Goal:
Rewrite the entries below, changing "even-odd rule" to "nonzero winding rule" and keeping everything else the same, and omit the pictures from your answer.
┄┄┄┄┄┄
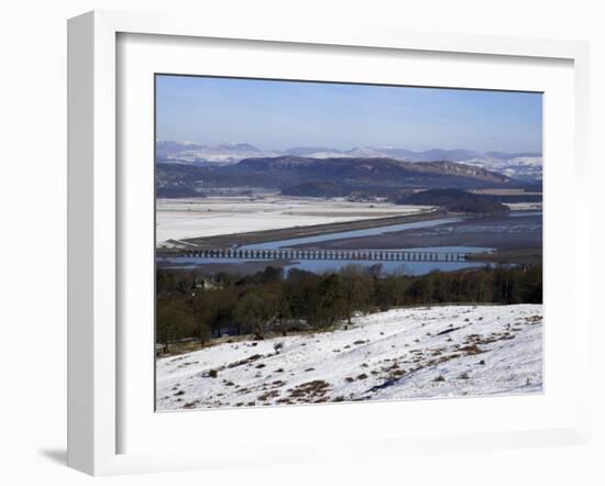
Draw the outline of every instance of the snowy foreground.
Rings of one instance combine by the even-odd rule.
[[[397,309],[157,361],[157,410],[541,390],[540,305]]]

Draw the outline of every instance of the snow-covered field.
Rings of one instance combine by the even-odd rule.
[[[156,376],[157,410],[536,394],[542,306],[396,309],[161,358]]]
[[[158,199],[156,242],[165,245],[167,240],[329,224],[410,214],[429,209],[391,202],[352,202],[340,198],[326,200],[277,195],[263,199],[243,196]]]

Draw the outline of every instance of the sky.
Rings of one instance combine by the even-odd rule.
[[[156,137],[263,150],[541,152],[542,96],[157,75]]]

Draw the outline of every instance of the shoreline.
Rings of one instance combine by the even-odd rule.
[[[226,248],[234,245],[249,245],[258,243],[270,243],[279,240],[289,240],[296,238],[319,236],[323,234],[340,233],[344,231],[367,230],[385,225],[395,225],[403,223],[413,223],[419,221],[430,221],[450,216],[460,216],[459,213],[447,212],[440,209],[427,211],[420,214],[403,214],[387,218],[373,218],[365,220],[344,221],[340,223],[312,224],[308,227],[293,227],[279,230],[263,230],[251,231],[245,233],[230,233],[216,236],[201,236],[182,239],[179,242],[196,246],[198,250],[204,248]],[[156,247],[156,256],[174,255],[179,248],[158,248]]]

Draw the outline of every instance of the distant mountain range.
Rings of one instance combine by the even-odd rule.
[[[341,151],[330,147],[293,147],[284,151],[261,150],[248,143],[204,145],[195,142],[156,141],[156,162],[198,166],[231,165],[251,157],[296,156],[308,158],[393,158],[403,162],[459,162],[483,167],[508,177],[541,180],[542,154],[539,152],[485,152],[465,148],[411,151],[396,147],[356,147]]]
[[[527,181],[479,167],[449,161],[404,162],[386,157],[314,158],[294,155],[250,157],[233,164],[156,164],[158,197],[205,195],[216,189],[266,188],[284,195],[333,197],[397,197],[428,188],[529,188]]]

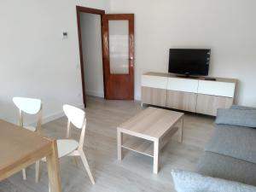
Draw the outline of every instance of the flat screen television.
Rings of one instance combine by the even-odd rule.
[[[170,49],[169,73],[185,76],[207,76],[211,49]]]

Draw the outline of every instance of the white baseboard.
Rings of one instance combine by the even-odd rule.
[[[93,90],[86,90],[85,93],[86,93],[87,96],[93,96],[104,98],[104,93],[103,92],[98,92],[98,91],[93,91]]]

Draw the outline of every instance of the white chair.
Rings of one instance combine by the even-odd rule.
[[[80,156],[91,183],[95,184],[95,181],[90,172],[88,161],[83,150],[86,127],[85,112],[81,110],[80,108],[77,108],[70,105],[64,105],[63,110],[68,119],[67,128],[67,139],[57,140],[58,156],[59,158],[64,156]],[[75,140],[70,139],[70,123],[72,123],[74,125],[74,127],[81,129],[79,143]],[[44,158],[42,159],[42,160],[45,161],[46,159]],[[36,174],[38,174],[36,177],[39,178],[40,171],[36,170]]]
[[[14,97],[13,102],[19,108],[19,125],[32,131],[41,131],[41,120],[42,120],[42,102],[39,99],[32,99],[26,97]],[[23,124],[23,113],[28,114],[37,114],[38,120],[36,127],[24,126]],[[36,166],[38,166],[38,162],[36,163]],[[22,170],[23,179],[26,179],[26,169]]]

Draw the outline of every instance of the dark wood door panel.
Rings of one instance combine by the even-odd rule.
[[[113,74],[110,73],[109,55],[109,20],[129,21],[129,73]],[[134,15],[105,15],[102,17],[103,32],[103,73],[106,99],[134,99]]]

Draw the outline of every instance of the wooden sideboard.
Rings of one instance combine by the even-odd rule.
[[[218,108],[233,104],[237,80],[205,78],[147,73],[142,76],[142,103],[216,116]]]

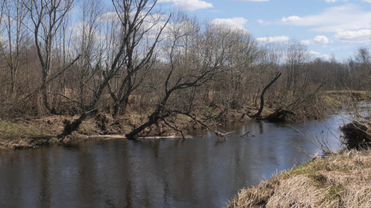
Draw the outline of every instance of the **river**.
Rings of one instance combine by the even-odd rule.
[[[222,128],[234,131],[226,141],[204,131],[0,152],[0,207],[224,207],[241,188],[308,161],[297,145],[321,154],[304,135],[336,151],[344,122],[246,121]]]

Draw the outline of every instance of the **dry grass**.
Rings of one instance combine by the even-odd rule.
[[[316,158],[240,191],[227,207],[371,207],[371,151]]]
[[[353,121],[340,128],[343,142],[349,149],[368,148],[371,145],[371,121]]]

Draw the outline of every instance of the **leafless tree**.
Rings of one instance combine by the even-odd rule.
[[[27,44],[27,34],[23,24],[26,12],[24,6],[19,1],[4,0],[1,5],[0,37],[3,31],[5,40],[0,41],[0,53],[10,70],[10,91],[13,94],[21,64],[21,53]]]
[[[49,77],[53,66],[53,43],[64,19],[73,6],[73,0],[20,0],[20,2],[28,10],[33,25],[29,29],[34,35],[35,45],[41,66],[40,89],[43,103],[50,111],[52,109],[49,101],[49,86],[50,82]],[[74,62],[73,61],[70,64]],[[52,79],[55,79],[56,75],[60,74],[58,73],[52,76]]]

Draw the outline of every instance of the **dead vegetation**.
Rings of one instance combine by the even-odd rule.
[[[243,189],[227,207],[370,207],[370,180],[371,151],[344,151]]]
[[[371,145],[371,121],[353,121],[340,127],[343,142],[348,149],[360,150]]]

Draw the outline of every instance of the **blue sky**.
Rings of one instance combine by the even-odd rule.
[[[260,41],[301,41],[316,56],[339,61],[369,45],[371,0],[158,0],[199,18],[244,28]]]

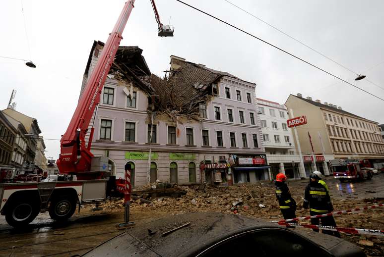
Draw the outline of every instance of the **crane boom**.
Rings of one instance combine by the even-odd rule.
[[[123,39],[122,34],[134,3],[134,0],[126,2],[93,72],[87,81],[68,128],[62,137],[61,154],[57,161],[60,173],[77,173],[90,170],[93,154],[90,148],[85,146],[85,135],[95,108],[100,101],[101,90]],[[89,143],[91,141],[90,139]]]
┄┄┄┄┄┄
Reply:
Draw the outline of every instance of the snowy foreground.
Rings of one instance combine by the nonzero winding rule.
[[[397,309],[157,361],[157,410],[541,390],[540,305]]]

Draw the outline of every instance of the snow-covered field.
Rings of one instance combine by the nonzero winding rule.
[[[156,376],[157,410],[536,394],[542,306],[396,309],[161,358]]]
[[[158,199],[156,242],[165,245],[167,240],[329,224],[410,214],[429,209],[391,202],[352,202],[340,198],[326,200],[277,195],[263,199],[243,196]]]

Draw the outline of every instance of the sky.
Rings of one instance combine by the nonzero winding rule.
[[[156,137],[263,150],[541,152],[542,96],[157,75]]]

Draw the outline of every instance of the shoreline.
Rings of one instance combine by the nonzero winding rule.
[[[226,248],[234,245],[249,245],[258,243],[270,243],[279,240],[289,240],[296,238],[319,236],[323,234],[340,233],[344,231],[367,230],[385,225],[395,225],[403,223],[413,223],[419,221],[430,221],[450,216],[460,216],[459,213],[447,212],[440,209],[427,211],[420,214],[403,214],[387,218],[373,218],[365,220],[344,221],[340,223],[312,224],[308,227],[293,227],[279,230],[263,230],[251,231],[245,233],[230,233],[216,236],[201,236],[182,239],[179,242],[196,246],[198,250],[204,248]],[[156,247],[156,256],[174,255],[179,248],[158,248]]]

Draw the outline of every instance of the distant mountain range.
Rings of one instance combine by the nonzero winding rule.
[[[341,151],[330,147],[293,147],[284,151],[261,150],[248,143],[204,145],[195,142],[156,141],[156,162],[198,166],[231,165],[251,157],[296,156],[308,158],[393,158],[403,162],[459,162],[483,167],[508,177],[541,180],[542,154],[539,152],[485,152],[465,148],[411,151],[396,147],[356,147]]]
[[[527,181],[479,167],[449,161],[404,162],[386,157],[314,158],[294,155],[250,157],[233,164],[156,164],[158,197],[205,195],[216,189],[266,188],[284,195],[333,197],[397,197],[428,188],[529,188]]]

Draw the outline of every instance of the flat screen television.
Rings of one instance combine by the nonzero winding rule.
[[[170,49],[169,73],[185,76],[207,76],[211,49]]]

Draw the outline of every instance of the white baseboard.
Rings of one instance combine by the nonzero winding rule.
[[[93,90],[86,90],[85,93],[86,93],[87,96],[93,96],[104,98],[104,93],[103,92],[98,92],[98,91],[93,91]]]

Draw the outline of every instance of the white chair.
Rings of one instance combine by the nonzero winding rule.
[[[80,156],[91,183],[95,184],[95,181],[90,172],[88,161],[83,150],[86,127],[85,112],[81,110],[80,108],[77,108],[70,105],[64,105],[63,110],[68,119],[67,128],[67,139],[57,140],[58,156],[59,158],[64,156]],[[75,140],[70,139],[70,123],[72,123],[74,125],[74,127],[81,129],[79,143]],[[44,158],[42,159],[42,160],[45,161],[46,159]],[[36,174],[38,174],[36,177],[39,178],[40,171],[36,170]]]
[[[14,97],[13,102],[19,108],[19,125],[32,131],[41,131],[41,120],[42,120],[42,102],[39,99],[32,99],[26,97]],[[23,124],[23,113],[28,114],[37,114],[38,120],[36,127],[24,126]],[[36,166],[38,166],[38,162],[36,163]],[[22,170],[23,179],[26,179],[26,169]]]

Draw the outline of every instance of the dark wood door panel.
Rings of one instance combine by the nonzero winding rule.
[[[113,74],[110,73],[109,55],[109,20],[129,21],[129,73]],[[134,15],[105,15],[102,17],[103,32],[103,73],[106,99],[134,99]]]

Draw the outline of every instance of the wooden sideboard.
Rings of one instance combine by the nonzero winding rule.
[[[218,108],[233,104],[237,80],[205,78],[147,73],[142,76],[142,103],[216,116]]]

Draw the outline of every instance of the **river**.
Rings of one instance combine by the nonzero winding rule.
[[[222,128],[234,131],[226,141],[204,131],[0,152],[0,207],[224,207],[241,188],[308,161],[297,145],[321,154],[304,135],[336,151],[344,122],[246,121]]]

Draw the outline of every instance of the **dry grass**.
Rings of one instance combine by the nonzero winding rule.
[[[316,158],[240,191],[227,207],[371,207],[371,151]]]
[[[353,121],[340,128],[343,142],[349,149],[368,148],[371,145],[371,121]]]

Draw the outline of every instance of the **leafless tree**.
Rings of one instance combine by the nonzero winding rule.
[[[27,44],[27,34],[23,24],[26,12],[24,6],[19,1],[4,0],[1,5],[0,37],[3,31],[5,40],[0,41],[0,53],[10,70],[10,91],[13,94],[21,64],[21,53]]]
[[[49,77],[53,66],[53,43],[64,19],[73,6],[73,0],[20,0],[20,2],[28,10],[33,25],[29,29],[34,35],[35,45],[41,66],[40,89],[43,103],[50,111],[52,109],[49,101],[49,86],[50,82]],[[74,62],[73,61],[70,64]],[[52,79],[55,79],[56,75],[60,74],[58,73],[52,76]]]

Draw the outline of every instance of the **dead vegetation**.
Rings of one instance combine by the nonzero winding rule.
[[[243,189],[227,207],[370,207],[370,180],[371,151],[344,151]]]
[[[371,145],[371,121],[353,121],[340,127],[343,142],[348,149],[360,150]]]

Draw the outline of every instance of the **blue sky**.
Rings of one instance combine by the nonzero winding rule.
[[[260,41],[301,41],[316,56],[339,61],[369,45],[371,0],[158,0],[199,18],[244,28]]]

Draw the outline of every instance of the **crane boom**.
Rings of one instance combine by the nonzero winding rule.
[[[123,39],[122,34],[134,3],[134,0],[126,2],[93,72],[87,81],[68,128],[62,137],[61,154],[57,161],[60,173],[77,173],[90,170],[93,154],[90,148],[85,146],[85,135],[95,108],[100,101],[101,90]],[[89,143],[91,141],[90,139]]]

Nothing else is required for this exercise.